__Lines of data__.
>> Start
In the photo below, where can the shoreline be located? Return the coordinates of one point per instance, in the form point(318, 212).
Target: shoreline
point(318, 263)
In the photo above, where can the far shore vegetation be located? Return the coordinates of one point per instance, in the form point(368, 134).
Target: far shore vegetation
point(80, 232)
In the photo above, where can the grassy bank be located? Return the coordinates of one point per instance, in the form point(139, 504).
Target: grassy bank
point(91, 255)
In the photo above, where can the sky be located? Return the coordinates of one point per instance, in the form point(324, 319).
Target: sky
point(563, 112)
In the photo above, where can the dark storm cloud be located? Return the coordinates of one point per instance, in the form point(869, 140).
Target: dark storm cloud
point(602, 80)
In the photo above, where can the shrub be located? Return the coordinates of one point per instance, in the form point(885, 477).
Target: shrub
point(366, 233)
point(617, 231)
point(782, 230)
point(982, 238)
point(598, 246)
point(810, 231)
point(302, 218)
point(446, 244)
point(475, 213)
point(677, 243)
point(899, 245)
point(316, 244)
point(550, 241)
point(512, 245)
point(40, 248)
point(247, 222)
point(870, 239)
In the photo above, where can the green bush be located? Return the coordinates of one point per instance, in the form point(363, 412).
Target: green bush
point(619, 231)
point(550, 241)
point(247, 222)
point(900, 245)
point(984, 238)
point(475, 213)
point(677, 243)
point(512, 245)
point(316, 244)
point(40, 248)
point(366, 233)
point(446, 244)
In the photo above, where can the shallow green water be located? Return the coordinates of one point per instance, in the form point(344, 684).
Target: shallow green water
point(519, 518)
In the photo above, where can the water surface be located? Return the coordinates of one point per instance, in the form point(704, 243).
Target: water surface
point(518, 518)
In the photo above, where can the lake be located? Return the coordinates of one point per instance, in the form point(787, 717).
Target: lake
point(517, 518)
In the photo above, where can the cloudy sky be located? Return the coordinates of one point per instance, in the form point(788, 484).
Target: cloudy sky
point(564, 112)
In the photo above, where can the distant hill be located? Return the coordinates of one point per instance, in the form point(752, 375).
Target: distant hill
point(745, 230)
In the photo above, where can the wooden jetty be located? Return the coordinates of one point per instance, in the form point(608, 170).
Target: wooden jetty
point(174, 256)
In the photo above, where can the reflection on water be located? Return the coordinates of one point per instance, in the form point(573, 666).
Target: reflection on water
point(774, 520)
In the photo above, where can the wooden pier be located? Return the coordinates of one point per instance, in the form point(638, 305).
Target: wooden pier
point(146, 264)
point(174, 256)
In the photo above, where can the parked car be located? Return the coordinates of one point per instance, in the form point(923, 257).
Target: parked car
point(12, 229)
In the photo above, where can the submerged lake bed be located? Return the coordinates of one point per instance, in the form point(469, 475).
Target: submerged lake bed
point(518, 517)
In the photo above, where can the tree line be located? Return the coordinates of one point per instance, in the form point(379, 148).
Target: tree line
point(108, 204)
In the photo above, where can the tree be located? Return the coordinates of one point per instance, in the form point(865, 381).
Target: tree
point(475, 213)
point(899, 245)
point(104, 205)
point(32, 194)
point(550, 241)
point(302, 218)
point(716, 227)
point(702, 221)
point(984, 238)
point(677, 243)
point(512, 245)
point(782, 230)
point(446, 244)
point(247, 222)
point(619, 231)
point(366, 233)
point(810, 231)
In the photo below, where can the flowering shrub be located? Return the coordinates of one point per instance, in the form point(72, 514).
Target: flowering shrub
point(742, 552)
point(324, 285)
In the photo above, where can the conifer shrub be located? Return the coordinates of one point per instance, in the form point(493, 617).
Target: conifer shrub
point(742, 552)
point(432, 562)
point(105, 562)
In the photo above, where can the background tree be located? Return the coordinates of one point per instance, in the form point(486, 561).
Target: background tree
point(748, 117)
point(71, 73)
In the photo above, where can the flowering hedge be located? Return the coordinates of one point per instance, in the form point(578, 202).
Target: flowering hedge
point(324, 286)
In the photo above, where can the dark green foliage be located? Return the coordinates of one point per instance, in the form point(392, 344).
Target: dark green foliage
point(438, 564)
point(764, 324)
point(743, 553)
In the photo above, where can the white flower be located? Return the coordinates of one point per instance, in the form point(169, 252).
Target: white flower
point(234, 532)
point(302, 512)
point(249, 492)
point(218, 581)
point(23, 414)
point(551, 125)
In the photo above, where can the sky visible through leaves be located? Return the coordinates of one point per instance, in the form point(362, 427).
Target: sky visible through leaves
>> End
__THE EXERCISE__.
Format every line of the records above as a JSON list of strings, one string per line, with blank lines left out.

__RESPONSE TO THE TASK__.
[
  "In the photo below, where can the shoreline be located? Return the coordinates of one point per instance, in the form point(318, 212).",
  "Target: shoreline",
  "point(318, 263)",
  "In the photo above, where can the far shore vegetation be located? Return the coordinates of one point per instance, in the form point(368, 134).",
  "Target: far shore vegetation",
  "point(80, 232)",
  "In the photo above, where can the grassy bank be located? Return the coordinates of one point per instance, in the form point(139, 504).",
  "Target: grassy bank",
  "point(91, 255)",
  "In the photo above, where can the sky be located? Return the coordinates of one point per instance, in the form point(324, 319).",
  "Target: sky",
  "point(563, 112)",
  "In the photo above, where can the dark storm cloud be located? Return the coordinates of one point per instance, in the form point(869, 140).",
  "Target: dark storm cloud",
  "point(602, 80)",
  "In the photo above, where can the shrub be located? Return the coordinates of one point per instance, in the form point(885, 477).",
  "Target: shrub",
  "point(366, 233)",
  "point(617, 231)",
  "point(782, 230)",
  "point(982, 238)",
  "point(598, 246)",
  "point(810, 231)",
  "point(302, 218)",
  "point(446, 244)",
  "point(475, 213)",
  "point(677, 243)",
  "point(899, 245)",
  "point(316, 244)",
  "point(550, 241)",
  "point(512, 245)",
  "point(40, 248)",
  "point(247, 222)",
  "point(870, 239)",
  "In the photo above, where can the green bush be located? Return the coordinates of one point per instance, in the form point(363, 412).",
  "Target: green bush",
  "point(619, 231)",
  "point(550, 241)",
  "point(247, 222)",
  "point(900, 245)",
  "point(984, 238)",
  "point(475, 213)",
  "point(677, 243)",
  "point(512, 245)",
  "point(316, 244)",
  "point(40, 248)",
  "point(366, 233)",
  "point(446, 244)",
  "In the photo above, where can the shallow green water be located? Return the coordinates of one point per instance, in the form point(344, 684).",
  "Target: shallow green water",
  "point(519, 518)",
  "In the photo above, where can the water surface be located? Return the coordinates of one point per instance, in the form point(704, 243).",
  "Target: water surface",
  "point(518, 518)",
  "In the photo above, where can the lake be located? Return the coordinates of one point per instance, in the form point(787, 717).",
  "Target: lake",
  "point(517, 518)",
  "In the photo above, where can the cloudy sky be located? Return the coordinates of one point per instance, in the form point(788, 484).",
  "Target: cloudy sky",
  "point(564, 112)",
  "In the photo above, where can the distant hill be located? Return the coordinates of one point per instance, in the form point(752, 375).",
  "Target: distant hill",
  "point(745, 230)",
  "In the photo above, where can the wooden jetty be located? Return the coordinates of one point per instance, in the form point(608, 170).",
  "Target: wooden jetty",
  "point(174, 256)",
  "In the photo above, where can the reflection on water be located? Return the coordinates of one point per instance, in the form point(573, 666).",
  "Target: reflection on water",
  "point(774, 520)",
  "In the photo above, where can the wooden pier be located? Return the coordinates of one point per instance, in the form point(638, 305).",
  "Target: wooden pier",
  "point(146, 264)",
  "point(174, 256)",
  "In the photo above, where can the parked car be located? Return the coordinates of one point per instance, in the form point(923, 257).",
  "Target: parked car",
  "point(12, 229)",
  "In the photo above, where can the submerged lake bed be located? Return the coordinates of one point per instance, in the form point(469, 475).",
  "Target: submerged lake bed",
  "point(518, 517)",
  "In the photo above, where can the tree line be located? Return the coordinates of one point per instance, in the form point(379, 148).",
  "Target: tree line",
  "point(108, 204)",
  "In the photo above, where can the tree be located? Return the coordinates of one point per instance, in the form point(865, 381).",
  "Target: tree",
  "point(475, 213)",
  "point(899, 245)",
  "point(104, 205)",
  "point(32, 194)",
  "point(550, 241)",
  "point(302, 218)",
  "point(716, 227)",
  "point(702, 221)",
  "point(984, 238)",
  "point(677, 243)",
  "point(512, 245)",
  "point(782, 230)",
  "point(446, 244)",
  "point(247, 222)",
  "point(619, 231)",
  "point(366, 233)",
  "point(810, 231)",
  "In the photo below, where can the flowering shrub be located? Return the coordinates of one point per instance, in the form point(72, 514).",
  "Target: flowering shrub",
  "point(742, 552)",
  "point(324, 285)",
  "In the photo above, where can the conifer shrub be located? Return the coordinates of one point per instance, in the form point(493, 617).",
  "Target: conifer shrub",
  "point(742, 552)",
  "point(432, 562)",
  "point(105, 562)",
  "In the photo above, where can the background tree be located? Return the coordinates of one point per instance, in the form point(486, 561).",
  "Target: background tree",
  "point(748, 117)",
  "point(71, 73)",
  "In the photo above, where can the flowering hedge be located? Return the coordinates of one point per instance, in the form point(578, 202).",
  "Target: flowering hedge",
  "point(324, 286)",
  "In the photo above, where can the dark green foliage be located? Return the coordinates of one point per instance, in the form point(392, 344).",
  "Target: dark green foliage",
  "point(438, 564)",
  "point(764, 324)",
  "point(743, 553)",
  "In the photo above, where can the white flower be located? Return the coordinates of one point per instance, in the form point(169, 252).",
  "Target: white flower",
  "point(234, 532)",
  "point(302, 512)",
  "point(249, 492)",
  "point(218, 581)",
  "point(23, 414)",
  "point(551, 125)",
  "In the photo above, where can the sky visible through leaves be located? Return the coordinates of one point per instance, in the form point(362, 427).",
  "Target: sky visible through leaves"
]